▶ Consignes
1. Dans l'article sur Laurène Marx reproduit ci-dessous, qui signe la mise en scène de Pour un temps sois peu ?
2. Poursuivez l'article sur Laurène Marx reproduit ci-dessous, à la suite de sa dernière phrase.

▶ Texte cité
L’écriture a des nerfs

Laurène Marx

Pour un temps sois peu
La performance autofictionnelle et stand-upée Pour un temps sois peu de Laurène Marx mise en scène par Fanny Sintès a créé l’évènement au MàD (Festival des Mots à Défendre) en mars 2023 au Théâtre National. Sa reprise, très attendue inaugure le printemps au Théâtre. L’occasion de discuter en toute franchise avec l’autrice prodigieuse Laurène Marx qui affirme son désir de liberté et d’authenticité.
Elle est l’une des plus grandes découvertes sur la scène théâtrale européenne actuelle. Du pur style Laurène Marx.
© Pauline Le Goff

Qui êtes-vous Laurène Marx ?

▶ Lignes
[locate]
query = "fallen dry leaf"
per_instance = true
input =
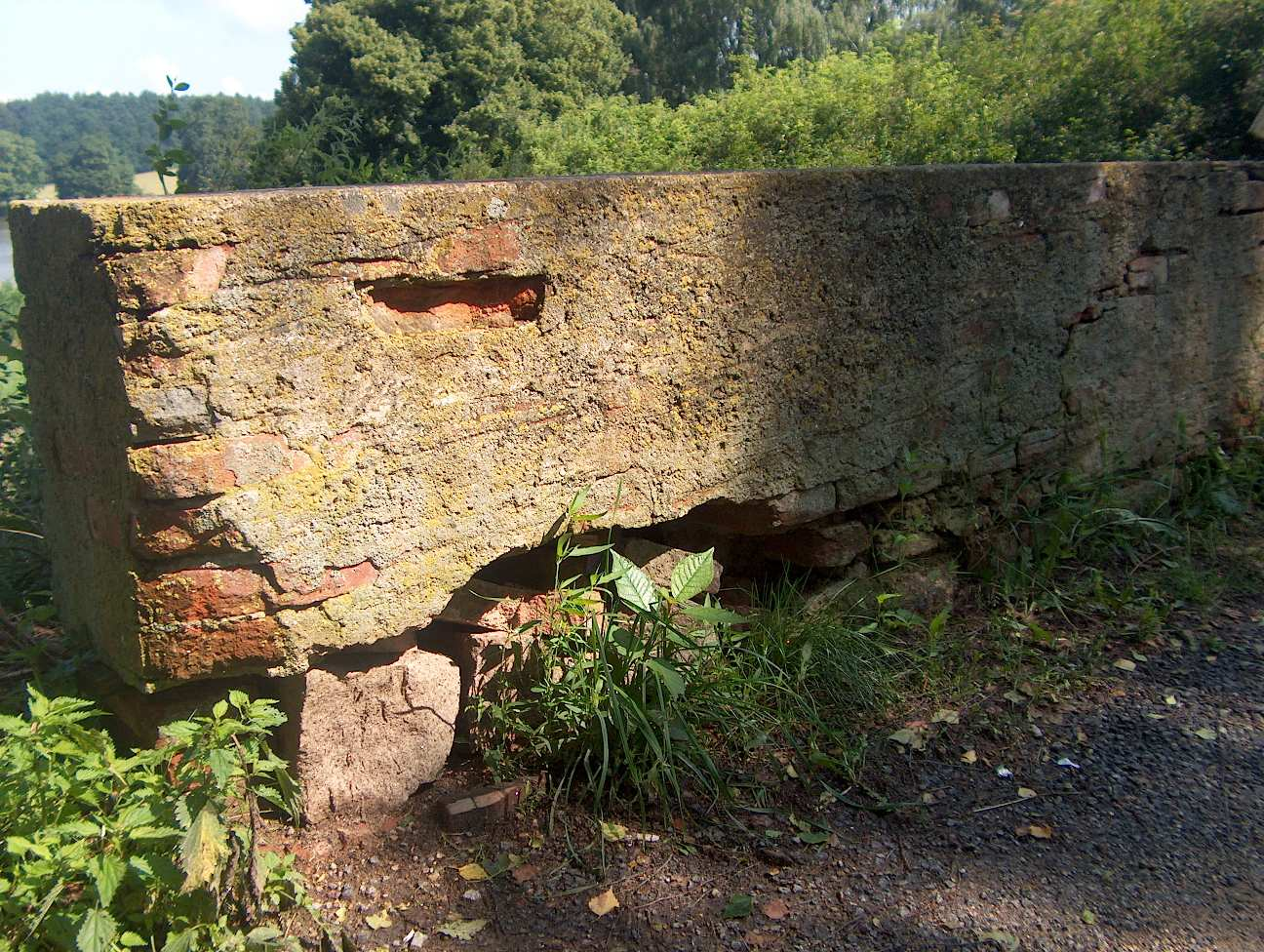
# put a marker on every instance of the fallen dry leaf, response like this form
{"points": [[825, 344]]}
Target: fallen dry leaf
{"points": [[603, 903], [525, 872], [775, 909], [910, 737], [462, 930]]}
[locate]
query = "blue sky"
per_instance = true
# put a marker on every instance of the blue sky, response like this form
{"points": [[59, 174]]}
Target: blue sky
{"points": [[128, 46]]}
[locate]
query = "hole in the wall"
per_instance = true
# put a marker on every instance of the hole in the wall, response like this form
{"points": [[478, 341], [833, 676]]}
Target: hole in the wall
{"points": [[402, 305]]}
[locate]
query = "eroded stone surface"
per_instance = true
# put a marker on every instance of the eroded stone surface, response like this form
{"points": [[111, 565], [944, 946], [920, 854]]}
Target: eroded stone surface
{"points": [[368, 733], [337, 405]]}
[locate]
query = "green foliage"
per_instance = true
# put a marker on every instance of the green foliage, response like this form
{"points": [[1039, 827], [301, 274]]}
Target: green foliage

▶ Réponses dans l'ordre
1. Fanny Sintès.

2.
Qui suis-je ? (Rires) Cela prend du temps de se connaître soi. Il faudrait me poser la question dans une vingtaine d’années. Ce qui me définit, ce n’est pas forcément ce qui me rend sympathique. Du point de vue artistique, je suis une styliste. Je veux faire passer des messages politiques. Mon obsession première (ou question) est : comment faire en sorte que les gens écoutent ? Qu’i·els tiennent le fil d’un monologue qui dure deux heures ? Seul le style le peut. La musicalité des mots, c’est mon obsession depuis que je suis gamine. C’est l’une de mes grandes composantes. Comment formuler les choses ?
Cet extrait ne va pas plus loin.